## POLECENIE DO WYKONANIA
Powiel dokładnie poniższe wiersze: zacznij od pierwszego wiersza i zakończ na wierszu zawierającym "<point>102,298</point>", włącznie z nim. Obrazy pomiń w odpowiedzi.

## Blok danych
------------------------------------------------------------
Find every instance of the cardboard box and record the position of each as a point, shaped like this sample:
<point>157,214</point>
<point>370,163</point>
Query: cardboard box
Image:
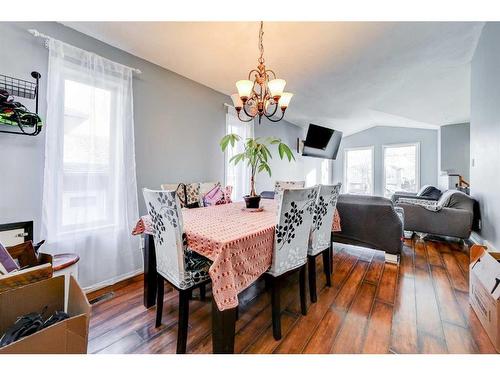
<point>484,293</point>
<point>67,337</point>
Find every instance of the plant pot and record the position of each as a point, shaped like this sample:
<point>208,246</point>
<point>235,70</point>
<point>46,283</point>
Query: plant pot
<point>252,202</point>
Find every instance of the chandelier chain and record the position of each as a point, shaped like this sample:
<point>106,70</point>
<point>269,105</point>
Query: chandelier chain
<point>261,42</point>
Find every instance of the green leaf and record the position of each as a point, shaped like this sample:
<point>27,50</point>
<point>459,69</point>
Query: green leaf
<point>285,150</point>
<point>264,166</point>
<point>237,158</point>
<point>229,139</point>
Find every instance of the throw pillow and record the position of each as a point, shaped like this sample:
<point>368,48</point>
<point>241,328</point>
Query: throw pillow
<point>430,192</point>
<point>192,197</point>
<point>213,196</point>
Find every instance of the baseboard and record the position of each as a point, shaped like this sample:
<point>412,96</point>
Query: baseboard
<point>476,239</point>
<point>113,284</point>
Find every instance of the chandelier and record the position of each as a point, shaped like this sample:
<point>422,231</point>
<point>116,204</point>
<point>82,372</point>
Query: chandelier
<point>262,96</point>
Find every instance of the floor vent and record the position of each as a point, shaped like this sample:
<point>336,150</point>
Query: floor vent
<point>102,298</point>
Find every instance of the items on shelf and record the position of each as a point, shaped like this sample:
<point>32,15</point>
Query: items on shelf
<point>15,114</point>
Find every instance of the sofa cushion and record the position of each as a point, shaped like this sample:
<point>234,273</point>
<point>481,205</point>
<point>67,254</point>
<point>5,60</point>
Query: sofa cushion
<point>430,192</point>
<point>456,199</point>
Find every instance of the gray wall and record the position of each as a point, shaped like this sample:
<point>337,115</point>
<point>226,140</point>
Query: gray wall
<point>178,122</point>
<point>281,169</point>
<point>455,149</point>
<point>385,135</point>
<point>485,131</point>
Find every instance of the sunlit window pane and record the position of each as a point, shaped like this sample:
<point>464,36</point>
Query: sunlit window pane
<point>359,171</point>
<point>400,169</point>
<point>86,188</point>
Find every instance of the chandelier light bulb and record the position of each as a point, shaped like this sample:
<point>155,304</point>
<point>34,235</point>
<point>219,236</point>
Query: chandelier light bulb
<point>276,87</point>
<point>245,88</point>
------------------------------------------------------------
## WYNIK ZADANIA
Find every instance of the cardboard box and record the position of each as a point, shaped like this sample:
<point>157,214</point>
<point>370,163</point>
Query: cardboard box
Image:
<point>484,293</point>
<point>67,337</point>
Find every instance of the plant pot and record the position of each as a point, shaped like this sample:
<point>208,246</point>
<point>235,70</point>
<point>46,283</point>
Query: plant pot
<point>252,202</point>
Find every instance of the chandelier chain and record the position of each as a point, shaped like this sample:
<point>106,70</point>
<point>269,105</point>
Query: chandelier chain
<point>261,42</point>
Find every instance of the green leaf and record the position of each as a point, shaped like this sample:
<point>27,50</point>
<point>459,69</point>
Query: green leaf
<point>285,150</point>
<point>264,166</point>
<point>237,158</point>
<point>229,139</point>
Find every instance of the throw pillow and record the position of each as a point, shaped like this sample:
<point>368,48</point>
<point>241,328</point>
Query: throw pillow
<point>430,192</point>
<point>192,197</point>
<point>213,196</point>
Find every instance of the baseboard and record the position of each as a point, shaped like this sample:
<point>412,96</point>
Query: baseboard
<point>476,239</point>
<point>113,284</point>
Find every instance of the chandelier and record the position of each as a point, shaped like this sample:
<point>422,231</point>
<point>116,204</point>
<point>82,372</point>
Query: chandelier
<point>262,96</point>
Find every instance of the floor vent and record the position of each as a point, shaped like this sample:
<point>336,150</point>
Query: floor vent
<point>102,298</point>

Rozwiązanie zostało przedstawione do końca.